───── EXTRACT PROVIDED ─────

In the last of her regular columns, Alice Vincent reflects on what she’s discovered over the course of documenting her gardening year, and why it’s now time to move on. Illustration Alice Pattullo.

By Alice Vincent

Published: Tuesday, 26 March 2024 at 11:19 AM


I’ve been thinking a lot about the passage of time lately. I’ve spent the past year almost entirely in the company of a baby. He turned up on the spring equinox, and since then I’ve marked the changing seasons with other milestones – first solid food, standing up and sleeping through the night. Time has shrunk (nothing moves as slowly as the minutes before bedtime with a teething baby on a miserable winter afternoon) and it has telescoped (where did that tiny newborn go?).

The seasons have always kept me tethered during eventful parts of my life; when things feel strange or unwieldy, the predictability of winter following autumn following summer has been a vital metronome. Everything has its season, from sweet peas to sleep regressions. Things come to an end and open up space for something new to unfold. 

“The seasons have always kept me tethered during eventful parts of my life.”

And so it is with my borrowing of this column, which – like a good garden – was only ever mine to look after for a little while. The time has come for me to hand back the keys and let something else grow in this plot instead. I’ve adored it, writing these letters to you every month. We’ve been through a lot, haven’t we? Droughts and floods, trees and tulips, gentle realisations about what makes us happy when we grow it. There’s been a garden overhaul, a posh shed to write in and fights with squirrels. There’s been a wedding. There’s been a baby.

─────

According to the gardening column, why have the seasons kept the writer tethered during eventful times? Answer in one to three sentences. The listing comes from a separate source, not from the gardening column.

───── EXCERPTED RECORDS ─────

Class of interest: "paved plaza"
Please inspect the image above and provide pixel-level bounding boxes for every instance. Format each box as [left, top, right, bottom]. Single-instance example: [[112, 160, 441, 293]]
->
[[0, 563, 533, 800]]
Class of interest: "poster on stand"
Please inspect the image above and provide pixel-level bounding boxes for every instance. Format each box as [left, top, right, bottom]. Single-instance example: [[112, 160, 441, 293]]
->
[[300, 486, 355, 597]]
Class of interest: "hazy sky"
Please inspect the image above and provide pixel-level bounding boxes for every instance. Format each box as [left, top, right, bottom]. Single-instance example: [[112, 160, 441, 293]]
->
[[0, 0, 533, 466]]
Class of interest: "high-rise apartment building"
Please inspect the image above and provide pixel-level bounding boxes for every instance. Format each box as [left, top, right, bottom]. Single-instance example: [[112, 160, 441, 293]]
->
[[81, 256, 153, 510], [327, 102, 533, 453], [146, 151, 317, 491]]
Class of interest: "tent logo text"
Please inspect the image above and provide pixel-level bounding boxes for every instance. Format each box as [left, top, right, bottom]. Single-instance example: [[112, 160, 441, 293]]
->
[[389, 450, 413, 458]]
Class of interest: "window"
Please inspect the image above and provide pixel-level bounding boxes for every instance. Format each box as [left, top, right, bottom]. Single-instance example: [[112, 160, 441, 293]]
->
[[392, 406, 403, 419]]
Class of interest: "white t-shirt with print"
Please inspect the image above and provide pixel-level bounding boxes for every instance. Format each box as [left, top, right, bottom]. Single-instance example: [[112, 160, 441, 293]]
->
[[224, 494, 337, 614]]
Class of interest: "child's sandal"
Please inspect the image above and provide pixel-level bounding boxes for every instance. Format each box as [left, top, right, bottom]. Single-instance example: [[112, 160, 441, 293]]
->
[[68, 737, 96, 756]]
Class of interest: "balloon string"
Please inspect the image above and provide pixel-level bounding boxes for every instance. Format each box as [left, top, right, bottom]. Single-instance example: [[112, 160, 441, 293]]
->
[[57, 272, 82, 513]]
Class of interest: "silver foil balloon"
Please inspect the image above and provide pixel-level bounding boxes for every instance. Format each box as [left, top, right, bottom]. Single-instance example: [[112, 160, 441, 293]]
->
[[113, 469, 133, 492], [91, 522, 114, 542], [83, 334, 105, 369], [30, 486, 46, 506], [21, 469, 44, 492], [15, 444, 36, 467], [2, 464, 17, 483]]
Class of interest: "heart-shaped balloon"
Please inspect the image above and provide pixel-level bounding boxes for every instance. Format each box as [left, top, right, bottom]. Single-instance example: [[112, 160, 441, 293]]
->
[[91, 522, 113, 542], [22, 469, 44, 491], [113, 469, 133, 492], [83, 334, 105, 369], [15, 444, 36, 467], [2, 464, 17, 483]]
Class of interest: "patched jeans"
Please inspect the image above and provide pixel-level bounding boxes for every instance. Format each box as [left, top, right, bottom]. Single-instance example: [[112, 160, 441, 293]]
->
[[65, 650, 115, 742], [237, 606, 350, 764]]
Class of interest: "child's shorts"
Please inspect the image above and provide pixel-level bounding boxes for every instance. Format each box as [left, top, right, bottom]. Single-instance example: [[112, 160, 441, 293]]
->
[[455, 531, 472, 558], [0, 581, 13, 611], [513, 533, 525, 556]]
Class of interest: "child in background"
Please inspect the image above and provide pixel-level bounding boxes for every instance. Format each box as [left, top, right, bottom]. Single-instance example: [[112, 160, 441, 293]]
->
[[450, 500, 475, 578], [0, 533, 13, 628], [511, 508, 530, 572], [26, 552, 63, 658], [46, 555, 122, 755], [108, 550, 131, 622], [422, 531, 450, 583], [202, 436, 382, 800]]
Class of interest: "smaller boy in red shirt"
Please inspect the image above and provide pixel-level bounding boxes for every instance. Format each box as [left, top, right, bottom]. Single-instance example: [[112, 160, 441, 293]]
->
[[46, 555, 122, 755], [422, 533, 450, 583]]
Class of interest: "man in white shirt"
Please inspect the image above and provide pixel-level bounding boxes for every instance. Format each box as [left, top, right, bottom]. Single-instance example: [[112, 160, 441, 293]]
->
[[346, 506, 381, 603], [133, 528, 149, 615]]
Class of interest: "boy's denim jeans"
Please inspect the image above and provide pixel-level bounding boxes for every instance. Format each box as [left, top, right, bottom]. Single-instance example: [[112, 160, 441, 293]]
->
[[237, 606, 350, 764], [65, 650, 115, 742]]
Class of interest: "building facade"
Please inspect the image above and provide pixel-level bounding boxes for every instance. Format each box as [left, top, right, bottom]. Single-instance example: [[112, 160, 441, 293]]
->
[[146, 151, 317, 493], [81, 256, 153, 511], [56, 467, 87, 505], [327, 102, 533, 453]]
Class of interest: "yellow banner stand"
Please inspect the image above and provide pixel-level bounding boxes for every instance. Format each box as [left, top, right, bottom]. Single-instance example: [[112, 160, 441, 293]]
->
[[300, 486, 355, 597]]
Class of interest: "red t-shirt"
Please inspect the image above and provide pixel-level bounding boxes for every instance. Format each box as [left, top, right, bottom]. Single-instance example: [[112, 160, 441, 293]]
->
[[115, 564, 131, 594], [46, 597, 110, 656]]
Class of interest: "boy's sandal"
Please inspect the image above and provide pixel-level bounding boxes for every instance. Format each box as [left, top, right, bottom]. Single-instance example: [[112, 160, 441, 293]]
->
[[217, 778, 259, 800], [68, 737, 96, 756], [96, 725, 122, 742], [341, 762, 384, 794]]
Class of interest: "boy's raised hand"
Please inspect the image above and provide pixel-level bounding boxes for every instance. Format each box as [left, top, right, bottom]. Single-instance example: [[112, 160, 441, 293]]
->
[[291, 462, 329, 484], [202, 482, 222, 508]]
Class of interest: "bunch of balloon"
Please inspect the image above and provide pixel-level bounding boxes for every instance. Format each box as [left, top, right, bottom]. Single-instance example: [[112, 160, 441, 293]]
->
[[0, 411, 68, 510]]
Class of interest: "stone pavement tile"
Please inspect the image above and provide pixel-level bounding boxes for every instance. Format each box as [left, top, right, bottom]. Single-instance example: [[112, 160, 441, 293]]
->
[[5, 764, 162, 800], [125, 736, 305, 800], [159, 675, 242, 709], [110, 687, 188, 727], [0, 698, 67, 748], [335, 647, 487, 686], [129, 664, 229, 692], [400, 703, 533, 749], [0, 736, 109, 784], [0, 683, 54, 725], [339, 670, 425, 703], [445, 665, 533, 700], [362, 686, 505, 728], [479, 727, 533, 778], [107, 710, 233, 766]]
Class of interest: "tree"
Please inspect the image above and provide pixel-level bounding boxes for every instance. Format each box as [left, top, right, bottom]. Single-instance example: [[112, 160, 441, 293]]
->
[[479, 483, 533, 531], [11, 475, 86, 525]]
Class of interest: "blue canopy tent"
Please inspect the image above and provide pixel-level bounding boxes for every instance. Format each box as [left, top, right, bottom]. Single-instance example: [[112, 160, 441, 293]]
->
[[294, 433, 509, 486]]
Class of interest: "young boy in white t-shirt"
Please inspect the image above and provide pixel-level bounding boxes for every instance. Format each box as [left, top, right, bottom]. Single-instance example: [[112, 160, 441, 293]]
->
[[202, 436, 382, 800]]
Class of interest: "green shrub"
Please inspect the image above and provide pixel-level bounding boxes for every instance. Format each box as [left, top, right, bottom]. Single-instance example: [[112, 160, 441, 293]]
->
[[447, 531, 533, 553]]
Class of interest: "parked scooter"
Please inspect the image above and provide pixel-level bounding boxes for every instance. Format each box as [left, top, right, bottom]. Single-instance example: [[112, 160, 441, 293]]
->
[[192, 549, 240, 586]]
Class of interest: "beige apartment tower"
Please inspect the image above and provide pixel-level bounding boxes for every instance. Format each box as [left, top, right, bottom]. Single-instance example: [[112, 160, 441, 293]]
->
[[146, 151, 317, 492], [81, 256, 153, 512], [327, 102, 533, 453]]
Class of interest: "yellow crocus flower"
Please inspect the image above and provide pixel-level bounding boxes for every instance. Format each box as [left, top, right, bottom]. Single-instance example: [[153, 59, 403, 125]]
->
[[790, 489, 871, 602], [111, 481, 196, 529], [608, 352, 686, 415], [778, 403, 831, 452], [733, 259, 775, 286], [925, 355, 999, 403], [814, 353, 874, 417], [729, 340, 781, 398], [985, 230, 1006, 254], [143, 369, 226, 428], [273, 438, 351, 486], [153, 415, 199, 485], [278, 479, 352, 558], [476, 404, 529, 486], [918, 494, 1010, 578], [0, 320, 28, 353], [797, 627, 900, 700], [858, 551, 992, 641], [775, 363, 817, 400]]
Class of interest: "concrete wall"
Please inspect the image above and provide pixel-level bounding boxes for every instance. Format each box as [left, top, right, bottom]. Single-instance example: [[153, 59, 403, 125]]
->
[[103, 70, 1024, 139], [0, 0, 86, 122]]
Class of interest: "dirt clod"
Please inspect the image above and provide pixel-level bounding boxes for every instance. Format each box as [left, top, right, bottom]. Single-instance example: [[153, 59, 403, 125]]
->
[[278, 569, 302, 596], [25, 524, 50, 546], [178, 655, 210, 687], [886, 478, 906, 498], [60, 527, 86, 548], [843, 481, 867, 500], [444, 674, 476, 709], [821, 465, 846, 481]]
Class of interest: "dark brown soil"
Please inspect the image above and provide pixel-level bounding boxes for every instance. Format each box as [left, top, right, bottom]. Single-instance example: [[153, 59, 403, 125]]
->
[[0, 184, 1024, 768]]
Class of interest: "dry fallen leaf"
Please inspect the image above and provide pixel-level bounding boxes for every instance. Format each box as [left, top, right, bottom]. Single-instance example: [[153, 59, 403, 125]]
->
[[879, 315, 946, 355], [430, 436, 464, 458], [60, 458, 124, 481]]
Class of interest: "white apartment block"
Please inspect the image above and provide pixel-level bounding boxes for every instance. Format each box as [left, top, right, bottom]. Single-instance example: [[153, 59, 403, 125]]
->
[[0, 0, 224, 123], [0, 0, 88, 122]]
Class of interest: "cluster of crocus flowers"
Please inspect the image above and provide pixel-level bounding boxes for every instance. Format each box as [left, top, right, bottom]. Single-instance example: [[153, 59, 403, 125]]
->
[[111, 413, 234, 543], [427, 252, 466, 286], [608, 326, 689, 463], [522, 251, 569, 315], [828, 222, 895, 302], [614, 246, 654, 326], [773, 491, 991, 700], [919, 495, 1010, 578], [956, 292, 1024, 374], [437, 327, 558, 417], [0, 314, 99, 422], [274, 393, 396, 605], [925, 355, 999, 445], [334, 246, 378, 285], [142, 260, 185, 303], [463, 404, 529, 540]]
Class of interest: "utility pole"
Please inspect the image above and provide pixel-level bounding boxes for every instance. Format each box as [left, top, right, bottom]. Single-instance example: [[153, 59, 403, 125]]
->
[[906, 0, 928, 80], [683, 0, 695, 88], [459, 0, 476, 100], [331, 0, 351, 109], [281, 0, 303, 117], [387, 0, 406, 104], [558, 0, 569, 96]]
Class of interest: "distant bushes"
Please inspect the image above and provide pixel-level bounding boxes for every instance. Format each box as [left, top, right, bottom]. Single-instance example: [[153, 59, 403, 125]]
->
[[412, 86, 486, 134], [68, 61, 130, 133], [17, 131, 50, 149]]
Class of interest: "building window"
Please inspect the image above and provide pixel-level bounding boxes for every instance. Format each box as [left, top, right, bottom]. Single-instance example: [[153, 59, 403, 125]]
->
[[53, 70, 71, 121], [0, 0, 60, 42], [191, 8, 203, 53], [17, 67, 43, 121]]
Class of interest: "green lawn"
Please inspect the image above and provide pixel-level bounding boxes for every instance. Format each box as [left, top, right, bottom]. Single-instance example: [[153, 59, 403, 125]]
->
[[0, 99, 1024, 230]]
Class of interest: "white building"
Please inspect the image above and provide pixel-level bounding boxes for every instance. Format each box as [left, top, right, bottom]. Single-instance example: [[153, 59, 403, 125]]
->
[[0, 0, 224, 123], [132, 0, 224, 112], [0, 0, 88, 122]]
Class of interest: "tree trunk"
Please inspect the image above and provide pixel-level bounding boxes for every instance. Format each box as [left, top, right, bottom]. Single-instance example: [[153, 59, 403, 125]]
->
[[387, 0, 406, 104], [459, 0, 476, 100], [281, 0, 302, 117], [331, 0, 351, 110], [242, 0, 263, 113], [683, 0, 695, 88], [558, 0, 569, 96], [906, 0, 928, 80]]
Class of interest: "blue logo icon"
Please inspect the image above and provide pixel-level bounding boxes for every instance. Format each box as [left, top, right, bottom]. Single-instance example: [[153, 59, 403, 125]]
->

─────

• _WORKED SOLUTION_:
When things feel strange or unwieldy, the predictable order of winter following autumn following summer has served as a vital metronome. That steady cycle gives the writer something to hold on to through eventful parts of life.